_The request:_
Repeat verbatim the lines of the data below, beginning with the line containing "Where can you find the side" and continuing to the end.

_Data extract:_
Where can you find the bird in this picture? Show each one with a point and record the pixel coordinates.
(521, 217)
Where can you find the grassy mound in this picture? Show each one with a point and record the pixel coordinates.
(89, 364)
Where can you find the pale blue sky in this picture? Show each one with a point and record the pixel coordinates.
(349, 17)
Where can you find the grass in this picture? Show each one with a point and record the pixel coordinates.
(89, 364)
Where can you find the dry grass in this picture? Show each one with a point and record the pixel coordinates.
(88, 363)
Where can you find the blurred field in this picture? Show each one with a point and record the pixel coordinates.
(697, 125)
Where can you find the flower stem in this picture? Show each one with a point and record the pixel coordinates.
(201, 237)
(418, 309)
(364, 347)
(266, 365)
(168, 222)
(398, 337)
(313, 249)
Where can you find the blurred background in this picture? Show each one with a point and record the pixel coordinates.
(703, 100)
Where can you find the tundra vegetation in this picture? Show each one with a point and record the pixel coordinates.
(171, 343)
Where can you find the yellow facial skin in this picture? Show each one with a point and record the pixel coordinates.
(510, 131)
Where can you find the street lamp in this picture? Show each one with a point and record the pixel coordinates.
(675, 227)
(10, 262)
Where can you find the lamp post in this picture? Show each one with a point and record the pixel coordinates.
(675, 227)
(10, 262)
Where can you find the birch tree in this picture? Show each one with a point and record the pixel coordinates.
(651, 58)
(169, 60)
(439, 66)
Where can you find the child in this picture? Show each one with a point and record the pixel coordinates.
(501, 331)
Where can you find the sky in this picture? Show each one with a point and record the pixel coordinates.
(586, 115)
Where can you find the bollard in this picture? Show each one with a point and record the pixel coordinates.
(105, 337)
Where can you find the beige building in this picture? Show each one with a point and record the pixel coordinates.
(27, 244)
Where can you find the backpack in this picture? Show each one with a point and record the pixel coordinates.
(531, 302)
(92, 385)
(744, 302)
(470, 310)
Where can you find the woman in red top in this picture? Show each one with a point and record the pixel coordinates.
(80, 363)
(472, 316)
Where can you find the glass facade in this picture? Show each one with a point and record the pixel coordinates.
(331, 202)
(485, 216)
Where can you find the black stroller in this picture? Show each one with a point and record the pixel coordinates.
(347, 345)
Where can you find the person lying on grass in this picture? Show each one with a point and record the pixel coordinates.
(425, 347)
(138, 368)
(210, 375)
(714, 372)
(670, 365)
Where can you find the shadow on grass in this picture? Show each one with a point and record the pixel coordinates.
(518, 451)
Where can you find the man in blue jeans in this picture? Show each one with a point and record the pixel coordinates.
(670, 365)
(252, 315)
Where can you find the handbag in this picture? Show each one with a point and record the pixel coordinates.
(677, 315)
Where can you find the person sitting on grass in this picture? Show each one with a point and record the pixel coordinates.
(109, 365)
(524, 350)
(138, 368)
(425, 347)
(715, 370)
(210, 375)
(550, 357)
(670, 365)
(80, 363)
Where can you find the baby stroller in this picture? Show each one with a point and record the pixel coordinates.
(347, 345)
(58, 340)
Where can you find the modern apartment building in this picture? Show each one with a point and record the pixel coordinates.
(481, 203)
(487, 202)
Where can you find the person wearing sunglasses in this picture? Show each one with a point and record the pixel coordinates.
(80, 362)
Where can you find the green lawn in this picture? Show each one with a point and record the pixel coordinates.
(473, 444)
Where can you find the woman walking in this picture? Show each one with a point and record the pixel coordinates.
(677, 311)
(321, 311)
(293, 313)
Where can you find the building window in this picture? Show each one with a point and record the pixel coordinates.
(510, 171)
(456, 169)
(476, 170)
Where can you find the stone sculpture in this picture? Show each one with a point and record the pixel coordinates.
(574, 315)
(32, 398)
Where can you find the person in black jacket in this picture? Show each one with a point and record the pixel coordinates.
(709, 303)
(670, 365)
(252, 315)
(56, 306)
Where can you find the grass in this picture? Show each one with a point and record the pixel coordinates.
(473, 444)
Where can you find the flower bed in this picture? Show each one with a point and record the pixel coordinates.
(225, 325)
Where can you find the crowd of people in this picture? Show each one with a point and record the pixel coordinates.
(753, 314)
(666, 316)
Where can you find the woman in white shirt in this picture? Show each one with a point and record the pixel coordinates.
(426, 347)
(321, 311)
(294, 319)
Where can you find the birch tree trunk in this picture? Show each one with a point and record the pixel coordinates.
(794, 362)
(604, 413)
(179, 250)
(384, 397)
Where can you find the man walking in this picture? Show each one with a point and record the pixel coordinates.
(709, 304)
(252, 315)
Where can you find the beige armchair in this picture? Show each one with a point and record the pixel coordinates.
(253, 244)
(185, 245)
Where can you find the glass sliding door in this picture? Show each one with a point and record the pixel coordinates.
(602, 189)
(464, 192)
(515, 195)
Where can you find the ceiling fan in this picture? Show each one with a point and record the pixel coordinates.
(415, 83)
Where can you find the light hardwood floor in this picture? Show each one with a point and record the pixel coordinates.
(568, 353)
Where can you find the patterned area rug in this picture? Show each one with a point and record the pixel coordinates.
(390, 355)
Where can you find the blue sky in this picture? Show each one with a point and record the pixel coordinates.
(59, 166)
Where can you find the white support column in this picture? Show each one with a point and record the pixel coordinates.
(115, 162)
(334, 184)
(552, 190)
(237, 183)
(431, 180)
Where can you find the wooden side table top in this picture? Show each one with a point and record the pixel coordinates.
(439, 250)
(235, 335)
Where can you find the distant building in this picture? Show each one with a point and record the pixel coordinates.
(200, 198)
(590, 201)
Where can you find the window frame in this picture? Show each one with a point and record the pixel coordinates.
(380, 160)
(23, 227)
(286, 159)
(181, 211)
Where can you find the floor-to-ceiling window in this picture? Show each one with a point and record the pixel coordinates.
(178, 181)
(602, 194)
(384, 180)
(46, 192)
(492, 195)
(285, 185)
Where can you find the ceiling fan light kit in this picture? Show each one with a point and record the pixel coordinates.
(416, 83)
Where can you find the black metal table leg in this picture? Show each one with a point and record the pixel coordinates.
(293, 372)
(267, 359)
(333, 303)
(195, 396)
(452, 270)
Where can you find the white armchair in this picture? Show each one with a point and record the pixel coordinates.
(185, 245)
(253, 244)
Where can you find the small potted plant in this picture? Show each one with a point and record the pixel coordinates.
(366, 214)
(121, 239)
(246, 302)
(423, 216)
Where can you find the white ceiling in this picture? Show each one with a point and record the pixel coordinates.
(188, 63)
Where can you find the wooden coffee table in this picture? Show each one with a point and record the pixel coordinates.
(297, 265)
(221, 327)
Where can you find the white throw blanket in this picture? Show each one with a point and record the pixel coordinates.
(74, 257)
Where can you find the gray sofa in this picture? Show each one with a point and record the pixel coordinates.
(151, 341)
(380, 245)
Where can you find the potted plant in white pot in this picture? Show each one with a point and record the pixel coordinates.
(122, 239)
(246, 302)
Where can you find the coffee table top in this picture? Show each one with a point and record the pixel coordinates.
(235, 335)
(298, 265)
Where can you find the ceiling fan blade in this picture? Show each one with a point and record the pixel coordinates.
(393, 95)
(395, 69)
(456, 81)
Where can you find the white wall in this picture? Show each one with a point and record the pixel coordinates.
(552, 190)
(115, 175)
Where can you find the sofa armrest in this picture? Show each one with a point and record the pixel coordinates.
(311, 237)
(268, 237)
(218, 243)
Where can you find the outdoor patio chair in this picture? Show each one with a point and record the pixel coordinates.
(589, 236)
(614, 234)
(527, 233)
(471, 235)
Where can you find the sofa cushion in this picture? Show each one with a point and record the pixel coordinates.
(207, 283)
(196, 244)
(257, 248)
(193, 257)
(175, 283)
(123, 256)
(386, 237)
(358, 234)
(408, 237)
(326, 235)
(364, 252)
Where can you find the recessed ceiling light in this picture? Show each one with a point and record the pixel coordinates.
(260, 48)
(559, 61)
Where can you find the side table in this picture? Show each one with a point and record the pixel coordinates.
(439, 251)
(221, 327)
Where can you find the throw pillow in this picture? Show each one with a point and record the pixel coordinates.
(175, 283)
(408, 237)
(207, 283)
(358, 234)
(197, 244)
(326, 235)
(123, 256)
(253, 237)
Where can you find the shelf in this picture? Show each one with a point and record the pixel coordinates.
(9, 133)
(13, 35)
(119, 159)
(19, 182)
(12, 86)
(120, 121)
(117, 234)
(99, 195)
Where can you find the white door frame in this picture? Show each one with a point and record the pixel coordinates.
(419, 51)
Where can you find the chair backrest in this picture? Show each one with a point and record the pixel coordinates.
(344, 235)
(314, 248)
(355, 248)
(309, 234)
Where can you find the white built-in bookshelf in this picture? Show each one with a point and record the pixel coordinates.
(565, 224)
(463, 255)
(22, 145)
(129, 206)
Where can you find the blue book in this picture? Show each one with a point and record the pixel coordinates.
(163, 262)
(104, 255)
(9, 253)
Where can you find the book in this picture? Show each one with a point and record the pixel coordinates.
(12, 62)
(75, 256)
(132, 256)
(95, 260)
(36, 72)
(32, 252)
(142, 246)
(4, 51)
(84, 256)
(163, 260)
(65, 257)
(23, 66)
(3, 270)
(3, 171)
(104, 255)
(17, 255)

_Complete output:_
Where can you find the side table in this picture? Show each one with a point and record the pixel coordinates.
(439, 251)
(221, 327)
Where can you find the throw pillow in this picture? Show each one with a point and record the pixel coordinates.
(175, 283)
(408, 237)
(207, 283)
(358, 234)
(197, 244)
(326, 235)
(123, 256)
(253, 237)
Where can you find the shelf in this picture? Show each one with a point and record the pixel coordinates.
(9, 133)
(13, 35)
(119, 159)
(19, 182)
(12, 86)
(120, 121)
(117, 234)
(99, 195)
Where can you find the white door frame in this picture? Show each one with a point and record the pixel coordinates.
(419, 51)
Where can you find the chair backrest in this picture? Show each one with a point and record the pixel coordinates.
(344, 235)
(314, 248)
(355, 248)
(309, 234)
Where can you find the white built-in bookshelf in this picture? Show each one with a point and record the pixel coordinates.
(565, 224)
(463, 255)
(22, 145)
(129, 206)
Where can you find the blue book in this picture? Show each one with a point and record the pixel coordinates.
(163, 262)
(104, 255)
(9, 253)
Where can you find the book in this picture? Show each one with a point and record the pixel coordinates.
(12, 62)
(75, 256)
(132, 256)
(95, 260)
(36, 72)
(32, 252)
(142, 246)
(4, 51)
(84, 256)
(163, 260)
(65, 257)
(23, 66)
(3, 270)
(3, 171)
(104, 255)
(17, 255)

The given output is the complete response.